* _Document passage_:

######

Willi Explains Umami

Garden writer Willi Galloway stayed recently at the Buffalo. In town to give a talk in the Master Gardener winter series, Willi is a treasure trove of information about growing and cooking vegetables (and she shares at her lively website DigginFood.com). I like to think about the cohort she represents: young city couples who dig up their lawns to plant edibles, and come home from work to keep bees and tend the land.

When gardening information threatens overload, as it can in a lecture, it’s good when some one thing – or two – sticks in my mind. Willi provided many gems, starting with her “how to decide what to plant” guidelines: “choose a genetically good vegetable, build healthy soil, optimize photosynthesis, and employ consistent watering” – solid resolutions for the new season.

In spite of my love of them, I don’t grow many vegetables – and none, like tomatoes, that need hot weather and sun. So when Willi revealed that left-behind potatoes in the garden bed might be the source of late blight in tomatoes, it wasn’t so important for me. But friend wrote to me after the talk: “We used to rejoice in volunteer potatoes – but no more.”

######

* _Data records_:
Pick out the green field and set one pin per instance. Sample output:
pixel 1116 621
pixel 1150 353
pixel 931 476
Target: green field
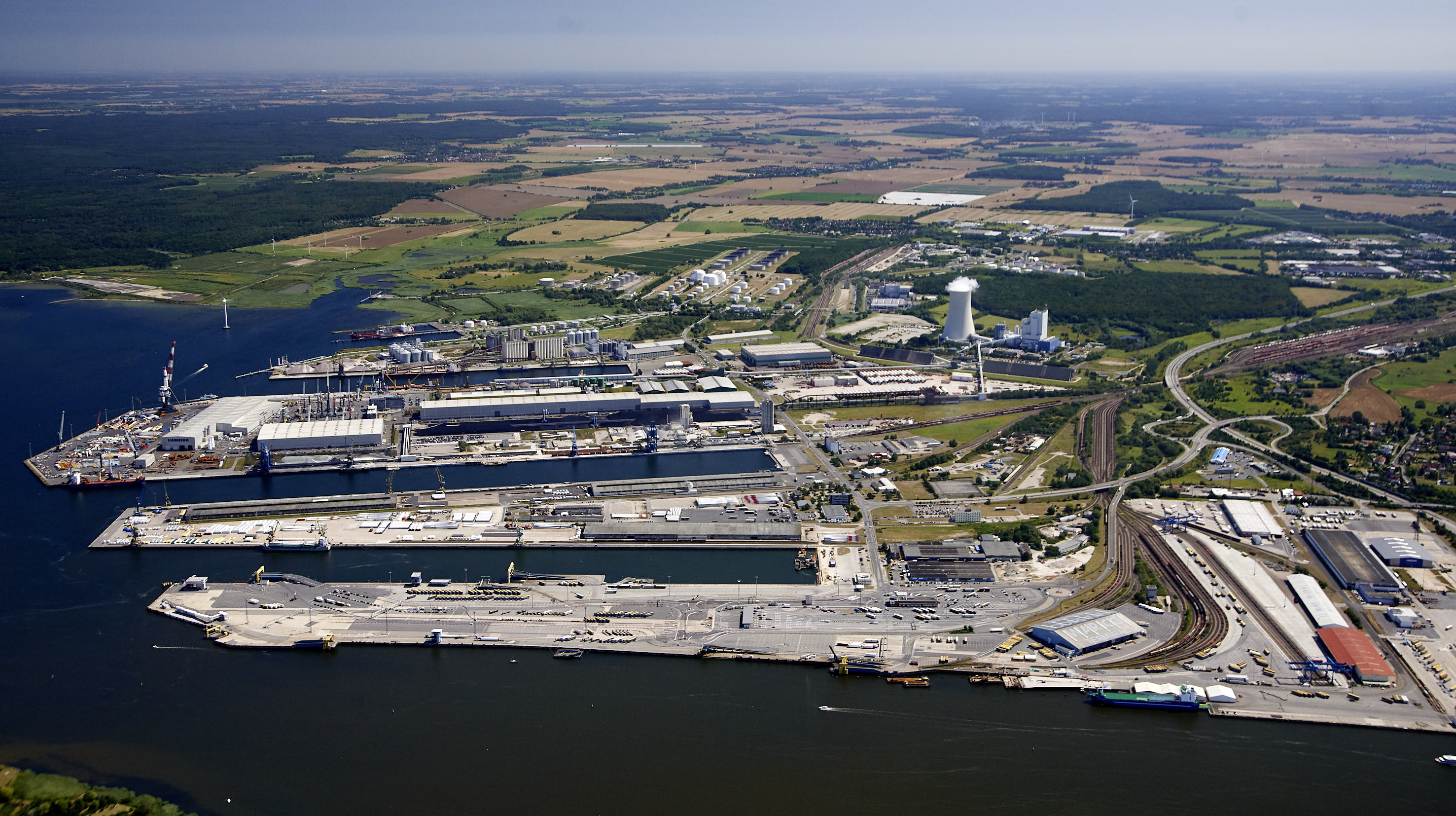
pixel 660 261
pixel 248 280
pixel 1404 172
pixel 545 213
pixel 821 197
pixel 950 187
pixel 718 226
pixel 563 309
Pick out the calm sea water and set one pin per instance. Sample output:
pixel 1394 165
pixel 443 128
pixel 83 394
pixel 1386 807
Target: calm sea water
pixel 97 687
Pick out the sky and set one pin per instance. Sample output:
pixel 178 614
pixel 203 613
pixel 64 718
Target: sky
pixel 1340 37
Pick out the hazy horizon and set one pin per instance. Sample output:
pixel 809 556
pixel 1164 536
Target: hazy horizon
pixel 1117 37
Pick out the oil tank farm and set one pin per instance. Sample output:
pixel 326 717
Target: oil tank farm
pixel 1350 561
pixel 1316 604
pixel 1087 631
pixel 1357 650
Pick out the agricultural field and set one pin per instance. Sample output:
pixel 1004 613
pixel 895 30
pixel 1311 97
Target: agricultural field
pixel 956 188
pixel 574 229
pixel 842 210
pixel 561 309
pixel 248 280
pixel 633 180
pixel 494 203
pixel 662 261
pixel 1184 267
pixel 718 226
pixel 1374 403
pixel 815 196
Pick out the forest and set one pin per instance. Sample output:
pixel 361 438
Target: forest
pixel 1168 303
pixel 100 190
pixel 1152 200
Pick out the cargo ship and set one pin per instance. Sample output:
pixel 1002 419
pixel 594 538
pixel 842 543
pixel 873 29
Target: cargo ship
pixel 1186 700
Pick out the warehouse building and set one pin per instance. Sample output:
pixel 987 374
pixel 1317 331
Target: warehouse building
pixel 1401 553
pixel 940 553
pixel 1316 604
pixel 954 572
pixel 1251 518
pixel 326 433
pixel 785 355
pixel 225 416
pixel 1087 631
pixel 691 531
pixel 1351 563
pixel 1356 649
pixel 491 407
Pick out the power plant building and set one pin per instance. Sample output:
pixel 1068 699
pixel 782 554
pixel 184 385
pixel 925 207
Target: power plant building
pixel 785 355
pixel 325 433
pixel 493 407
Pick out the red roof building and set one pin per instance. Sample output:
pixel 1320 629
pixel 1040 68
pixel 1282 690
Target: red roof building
pixel 1356 647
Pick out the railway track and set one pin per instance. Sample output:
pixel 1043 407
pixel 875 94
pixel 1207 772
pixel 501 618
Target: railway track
pixel 1123 546
pixel 1254 611
pixel 1207 627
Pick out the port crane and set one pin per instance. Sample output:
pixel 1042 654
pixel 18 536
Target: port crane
pixel 165 392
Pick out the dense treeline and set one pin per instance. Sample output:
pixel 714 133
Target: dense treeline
pixel 1031 172
pixel 53 795
pixel 95 222
pixel 943 129
pixel 91 190
pixel 1171 303
pixel 1152 199
pixel 624 212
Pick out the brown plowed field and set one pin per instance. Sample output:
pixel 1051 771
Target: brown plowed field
pixel 498 203
pixel 1375 404
pixel 1322 397
pixel 1439 392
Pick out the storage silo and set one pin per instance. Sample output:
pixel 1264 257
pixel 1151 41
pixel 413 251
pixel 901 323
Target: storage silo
pixel 959 321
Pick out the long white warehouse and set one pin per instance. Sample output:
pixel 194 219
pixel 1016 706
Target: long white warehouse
pixel 325 433
pixel 225 416
pixel 1321 610
pixel 1251 518
pixel 491 407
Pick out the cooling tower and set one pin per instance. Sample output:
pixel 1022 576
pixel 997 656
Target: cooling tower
pixel 959 323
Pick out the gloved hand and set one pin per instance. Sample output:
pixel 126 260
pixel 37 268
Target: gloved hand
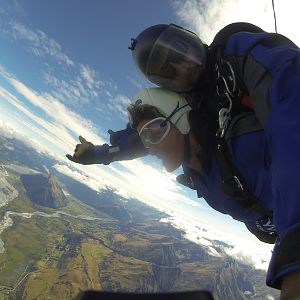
pixel 86 153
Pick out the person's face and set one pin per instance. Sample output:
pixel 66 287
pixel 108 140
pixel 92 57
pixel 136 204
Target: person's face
pixel 169 150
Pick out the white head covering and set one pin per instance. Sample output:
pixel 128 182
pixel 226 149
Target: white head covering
pixel 166 101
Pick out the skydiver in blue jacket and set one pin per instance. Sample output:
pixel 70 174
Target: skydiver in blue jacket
pixel 249 77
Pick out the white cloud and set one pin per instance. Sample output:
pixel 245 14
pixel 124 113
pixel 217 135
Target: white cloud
pixel 96 185
pixel 39 43
pixel 248 250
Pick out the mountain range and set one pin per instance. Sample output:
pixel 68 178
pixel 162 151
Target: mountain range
pixel 60 237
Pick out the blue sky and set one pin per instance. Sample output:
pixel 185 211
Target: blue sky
pixel 65 71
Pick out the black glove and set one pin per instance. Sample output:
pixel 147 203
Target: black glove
pixel 86 153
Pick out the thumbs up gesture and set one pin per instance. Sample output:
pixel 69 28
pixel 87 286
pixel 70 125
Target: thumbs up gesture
pixel 87 153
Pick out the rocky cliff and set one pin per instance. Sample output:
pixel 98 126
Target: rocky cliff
pixel 44 190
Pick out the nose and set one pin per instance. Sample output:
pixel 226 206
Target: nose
pixel 153 149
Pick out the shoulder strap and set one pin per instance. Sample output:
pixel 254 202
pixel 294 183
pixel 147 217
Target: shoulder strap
pixel 223 35
pixel 233 182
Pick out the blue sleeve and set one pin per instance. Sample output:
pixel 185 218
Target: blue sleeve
pixel 269 67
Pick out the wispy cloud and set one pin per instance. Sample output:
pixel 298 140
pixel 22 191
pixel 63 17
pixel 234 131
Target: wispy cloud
pixel 73 83
pixel 207 17
pixel 39 43
pixel 56 130
pixel 247 250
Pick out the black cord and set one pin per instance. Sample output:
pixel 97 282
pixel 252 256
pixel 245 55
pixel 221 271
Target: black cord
pixel 274 16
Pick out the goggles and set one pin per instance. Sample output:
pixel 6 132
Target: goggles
pixel 154 131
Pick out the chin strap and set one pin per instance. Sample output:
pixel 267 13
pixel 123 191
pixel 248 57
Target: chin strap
pixel 186 149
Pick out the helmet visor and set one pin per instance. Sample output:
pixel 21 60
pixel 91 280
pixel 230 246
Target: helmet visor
pixel 154 131
pixel 176 60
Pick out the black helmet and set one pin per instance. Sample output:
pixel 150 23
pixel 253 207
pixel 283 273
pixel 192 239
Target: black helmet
pixel 169 56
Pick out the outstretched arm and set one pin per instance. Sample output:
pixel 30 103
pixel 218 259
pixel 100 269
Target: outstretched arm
pixel 125 145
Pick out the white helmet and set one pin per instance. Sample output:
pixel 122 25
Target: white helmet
pixel 166 102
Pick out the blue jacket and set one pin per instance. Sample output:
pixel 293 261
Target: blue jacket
pixel 268 65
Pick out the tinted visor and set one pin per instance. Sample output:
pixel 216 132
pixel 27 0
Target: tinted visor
pixel 176 60
pixel 154 131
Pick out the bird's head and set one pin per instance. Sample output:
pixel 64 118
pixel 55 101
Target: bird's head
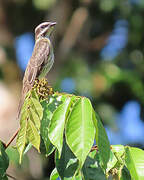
pixel 44 29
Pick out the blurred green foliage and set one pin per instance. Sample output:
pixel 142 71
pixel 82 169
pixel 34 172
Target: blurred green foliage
pixel 84 29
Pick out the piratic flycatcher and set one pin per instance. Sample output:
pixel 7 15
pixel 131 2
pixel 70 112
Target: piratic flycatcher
pixel 41 60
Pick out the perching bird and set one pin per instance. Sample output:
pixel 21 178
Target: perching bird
pixel 41 60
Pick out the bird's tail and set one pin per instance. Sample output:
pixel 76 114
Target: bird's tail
pixel 23 95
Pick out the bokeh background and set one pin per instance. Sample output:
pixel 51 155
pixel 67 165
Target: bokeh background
pixel 99 53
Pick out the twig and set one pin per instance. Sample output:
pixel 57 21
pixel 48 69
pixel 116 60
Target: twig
pixel 12 138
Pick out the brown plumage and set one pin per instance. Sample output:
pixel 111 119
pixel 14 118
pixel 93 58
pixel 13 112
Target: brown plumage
pixel 41 60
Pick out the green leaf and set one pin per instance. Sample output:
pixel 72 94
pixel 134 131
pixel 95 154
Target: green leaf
pixel 33 135
pixel 38 107
pixel 4 162
pixel 125 175
pixel 35 118
pixel 101 140
pixel 54 175
pixel 134 160
pixel 118 150
pixel 13 155
pixel 21 139
pixel 92 170
pixel 80 130
pixel 57 124
pixel 31 115
pixel 67 164
pixel 112 161
pixel 49 107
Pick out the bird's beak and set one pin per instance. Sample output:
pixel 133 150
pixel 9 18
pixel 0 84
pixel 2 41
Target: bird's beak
pixel 50 28
pixel 53 24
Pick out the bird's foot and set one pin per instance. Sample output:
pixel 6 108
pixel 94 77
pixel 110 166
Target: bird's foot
pixel 42 88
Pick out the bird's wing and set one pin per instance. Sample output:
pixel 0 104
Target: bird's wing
pixel 40 54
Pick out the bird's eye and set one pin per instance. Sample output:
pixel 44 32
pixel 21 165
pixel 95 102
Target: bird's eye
pixel 43 26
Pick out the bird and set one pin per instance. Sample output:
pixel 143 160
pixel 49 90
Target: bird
pixel 41 61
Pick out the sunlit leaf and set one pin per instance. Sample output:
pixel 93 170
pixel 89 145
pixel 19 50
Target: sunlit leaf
pixel 33 135
pixel 54 175
pixel 80 130
pixel 31 115
pixel 21 139
pixel 67 164
pixel 101 140
pixel 135 162
pixel 4 162
pixel 92 169
pixel 57 124
pixel 49 107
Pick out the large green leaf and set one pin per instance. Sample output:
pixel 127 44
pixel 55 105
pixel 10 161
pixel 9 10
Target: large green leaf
pixel 134 160
pixel 112 161
pixel 67 164
pixel 49 106
pixel 33 135
pixel 54 175
pixel 31 115
pixel 21 139
pixel 92 170
pixel 101 140
pixel 57 124
pixel 80 130
pixel 4 162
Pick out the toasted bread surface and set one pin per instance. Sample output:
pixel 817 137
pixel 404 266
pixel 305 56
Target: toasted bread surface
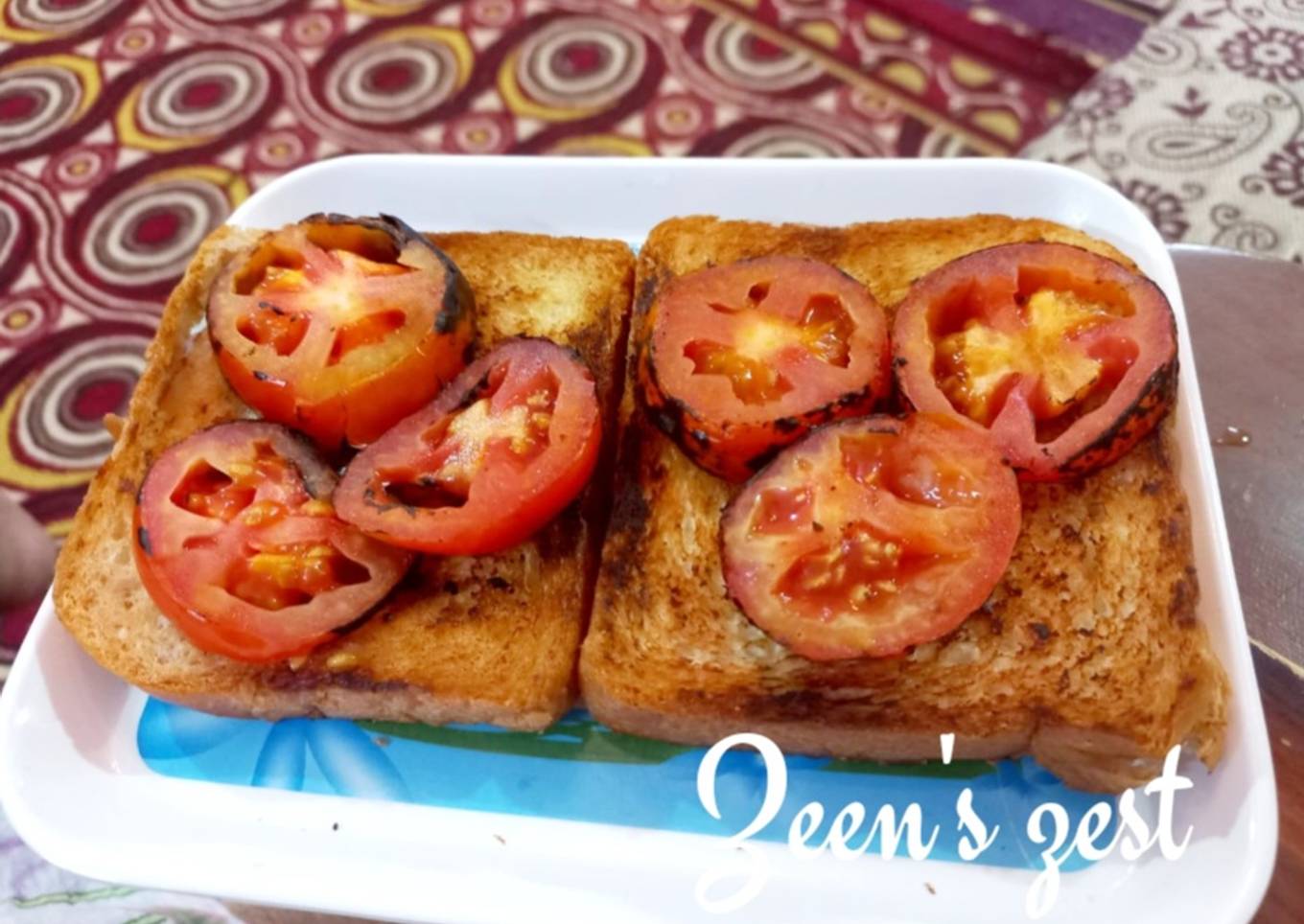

######

* _Exercises to complete_:
A) Can you quote the Willi Galloway post from "Willi Explains Umami" up to and including "tend the land."?
B) In the Willi Galloway post, could you condense the paragraph beginning "When gardening information threatens overload" into a short list that keeps its main facts?
C) Would you carry on the Willi Galloway post past its final sentence?

* _Results for the exercise_:
A)
Willi Explains Umami

Garden writer Willi Galloway stayed recently at the Buffalo. In town to give a talk in the Master Gardener winter series, Willi is a treasure trove of information about growing and cooking vegetables (and she shares at her lively website DigginFood.com). I like to think about the cohort she represents: young city couples who dig up their lawns to plant edibles, and come home from work to keep bees and tend the land.

B)
- Gardening lectures can bring information overload, so it helps when one or two points stick.
- Willi offered many useful points, starting with her guidelines for deciding what to plant:
  - choose a genetically good vegetable
  - build healthy soil
  - optimize photosynthesis
  - employ consistent watering
- These make solid resolutions for the new season.

C)
Willi is writing a book about growing and harvesting vegetables for optimum taste and nutrition in cooking. In her research she discovered much about how those attributes are linked – freshness being key to both. Science now seems to support what makes common sense.

A couple of posts ago, I puzzled over the way to describe the taste of salsify (oh that again). Willi describes how we perceive flavor by combining three factors: taste, texture, and aroma. She listed five primary taste sensations: salty, sour, bitter, sweet, and umami. Umami? Willi calls that a “meaty, mushroom-y, delicious taste.” Ah ha – that’s salsify.